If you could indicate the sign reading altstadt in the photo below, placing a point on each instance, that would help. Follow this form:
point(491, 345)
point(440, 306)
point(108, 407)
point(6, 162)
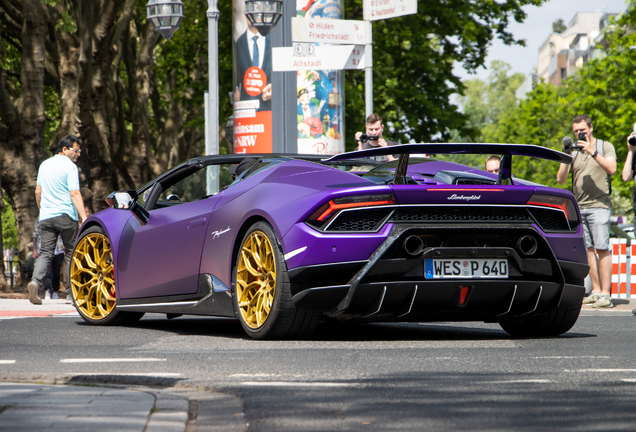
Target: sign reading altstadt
point(324, 58)
point(383, 9)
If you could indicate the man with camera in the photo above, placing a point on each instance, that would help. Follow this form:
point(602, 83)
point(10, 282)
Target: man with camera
point(373, 138)
point(593, 164)
point(630, 163)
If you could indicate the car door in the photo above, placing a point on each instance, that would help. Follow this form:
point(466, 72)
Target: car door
point(163, 257)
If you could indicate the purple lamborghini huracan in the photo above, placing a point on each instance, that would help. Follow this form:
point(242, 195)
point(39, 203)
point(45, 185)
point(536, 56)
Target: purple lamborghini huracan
point(294, 238)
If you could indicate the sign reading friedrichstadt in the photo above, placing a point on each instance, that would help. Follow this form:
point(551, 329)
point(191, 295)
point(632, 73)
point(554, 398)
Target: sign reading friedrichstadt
point(383, 9)
point(343, 32)
point(322, 58)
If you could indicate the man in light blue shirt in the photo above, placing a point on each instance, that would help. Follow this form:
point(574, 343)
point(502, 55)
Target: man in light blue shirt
point(58, 197)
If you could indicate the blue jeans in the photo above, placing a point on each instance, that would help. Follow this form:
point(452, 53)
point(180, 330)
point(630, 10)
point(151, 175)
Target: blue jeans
point(50, 229)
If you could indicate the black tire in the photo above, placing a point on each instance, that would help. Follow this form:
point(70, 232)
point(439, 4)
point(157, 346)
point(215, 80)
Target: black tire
point(92, 281)
point(553, 323)
point(262, 314)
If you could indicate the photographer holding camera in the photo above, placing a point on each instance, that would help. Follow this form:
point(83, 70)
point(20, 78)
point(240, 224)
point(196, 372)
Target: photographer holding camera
point(373, 138)
point(630, 163)
point(593, 164)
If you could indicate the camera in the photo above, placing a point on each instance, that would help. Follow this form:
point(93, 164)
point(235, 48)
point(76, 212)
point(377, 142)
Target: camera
point(632, 139)
point(365, 137)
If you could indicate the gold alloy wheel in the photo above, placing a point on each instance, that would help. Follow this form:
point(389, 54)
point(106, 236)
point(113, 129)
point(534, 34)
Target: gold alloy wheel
point(92, 277)
point(256, 279)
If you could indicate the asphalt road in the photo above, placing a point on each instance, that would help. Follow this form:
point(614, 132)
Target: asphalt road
point(380, 377)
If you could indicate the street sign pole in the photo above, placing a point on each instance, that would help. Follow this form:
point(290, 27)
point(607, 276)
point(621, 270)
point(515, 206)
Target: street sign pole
point(368, 72)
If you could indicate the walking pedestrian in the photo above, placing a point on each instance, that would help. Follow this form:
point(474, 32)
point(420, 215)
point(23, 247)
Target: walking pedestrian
point(51, 282)
point(60, 203)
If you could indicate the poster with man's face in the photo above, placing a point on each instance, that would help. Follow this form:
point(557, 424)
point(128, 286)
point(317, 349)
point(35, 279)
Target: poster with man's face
point(320, 105)
point(252, 85)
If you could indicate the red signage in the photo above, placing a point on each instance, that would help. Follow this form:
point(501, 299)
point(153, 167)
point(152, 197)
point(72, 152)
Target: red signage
point(253, 134)
point(254, 81)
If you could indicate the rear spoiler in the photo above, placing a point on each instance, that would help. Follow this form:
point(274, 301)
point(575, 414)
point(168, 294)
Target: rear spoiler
point(506, 150)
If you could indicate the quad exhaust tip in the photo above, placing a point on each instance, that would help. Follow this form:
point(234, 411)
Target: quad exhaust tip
point(527, 245)
point(413, 246)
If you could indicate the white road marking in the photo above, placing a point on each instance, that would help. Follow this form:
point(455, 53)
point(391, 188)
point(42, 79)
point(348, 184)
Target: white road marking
point(156, 375)
point(292, 254)
point(250, 375)
point(535, 381)
point(569, 357)
point(110, 360)
point(600, 370)
point(296, 384)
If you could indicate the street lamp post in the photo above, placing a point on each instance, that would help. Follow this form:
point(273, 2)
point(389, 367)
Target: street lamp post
point(263, 14)
point(166, 16)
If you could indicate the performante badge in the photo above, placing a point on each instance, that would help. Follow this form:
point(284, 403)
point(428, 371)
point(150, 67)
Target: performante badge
point(464, 197)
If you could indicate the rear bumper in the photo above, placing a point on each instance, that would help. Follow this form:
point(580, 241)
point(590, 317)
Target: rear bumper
point(489, 301)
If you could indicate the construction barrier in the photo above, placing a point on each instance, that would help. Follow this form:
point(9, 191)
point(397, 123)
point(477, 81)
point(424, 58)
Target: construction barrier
point(623, 269)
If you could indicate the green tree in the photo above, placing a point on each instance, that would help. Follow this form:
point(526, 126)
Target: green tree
point(413, 59)
point(604, 89)
point(99, 70)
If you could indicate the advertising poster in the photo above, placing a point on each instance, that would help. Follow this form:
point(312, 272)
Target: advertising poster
point(320, 103)
point(252, 86)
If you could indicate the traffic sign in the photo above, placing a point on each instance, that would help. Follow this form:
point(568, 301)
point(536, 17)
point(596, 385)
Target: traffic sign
point(336, 57)
point(333, 31)
point(304, 49)
point(383, 9)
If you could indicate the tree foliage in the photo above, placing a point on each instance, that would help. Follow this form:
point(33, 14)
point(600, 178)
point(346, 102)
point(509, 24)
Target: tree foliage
point(604, 89)
point(100, 71)
point(413, 59)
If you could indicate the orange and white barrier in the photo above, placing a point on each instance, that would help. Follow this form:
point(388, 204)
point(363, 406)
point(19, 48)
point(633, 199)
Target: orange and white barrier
point(623, 269)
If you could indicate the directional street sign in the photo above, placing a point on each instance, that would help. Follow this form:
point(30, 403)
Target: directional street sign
point(304, 49)
point(324, 58)
point(383, 9)
point(332, 31)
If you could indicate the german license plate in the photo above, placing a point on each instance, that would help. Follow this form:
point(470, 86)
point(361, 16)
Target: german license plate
point(465, 268)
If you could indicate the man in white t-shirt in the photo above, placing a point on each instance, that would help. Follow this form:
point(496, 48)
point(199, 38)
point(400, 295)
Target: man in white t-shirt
point(58, 197)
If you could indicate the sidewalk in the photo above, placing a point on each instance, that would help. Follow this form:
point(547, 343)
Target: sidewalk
point(61, 408)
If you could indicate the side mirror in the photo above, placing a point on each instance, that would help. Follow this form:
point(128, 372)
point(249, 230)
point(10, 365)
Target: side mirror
point(128, 201)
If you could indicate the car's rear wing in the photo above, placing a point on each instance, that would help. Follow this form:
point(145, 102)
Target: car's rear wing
point(506, 150)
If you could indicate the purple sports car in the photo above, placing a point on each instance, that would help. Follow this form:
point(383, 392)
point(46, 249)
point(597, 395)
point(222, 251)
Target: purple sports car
point(293, 238)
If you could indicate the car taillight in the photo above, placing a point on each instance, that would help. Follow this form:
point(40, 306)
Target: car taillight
point(564, 204)
point(328, 210)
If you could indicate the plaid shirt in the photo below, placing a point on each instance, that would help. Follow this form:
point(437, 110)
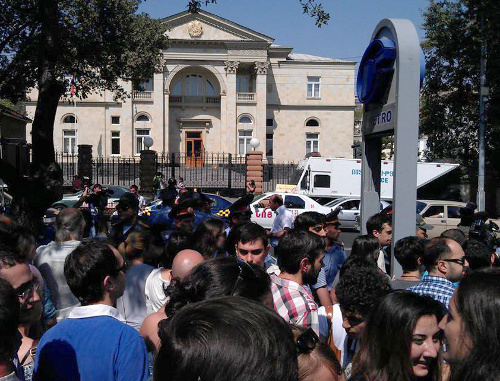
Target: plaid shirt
=-=-=-=-=
Work to be completed:
Print the lines from the one containing "If you could indicate the man with" up to and including the one containing "point(163, 257)", reproducing each character as it appears.

Task answer:
If you could indicate the man with camera in the photo above, placing a point on each instance, that would help. Follow this form:
point(602, 83)
point(10, 282)
Target: man with camera
point(373, 138)
point(593, 164)
point(630, 163)
If you could indicate the car door in the photo above, placing a point on each instance, that would help. Follow this form:
point(466, 72)
Target: car door
point(163, 257)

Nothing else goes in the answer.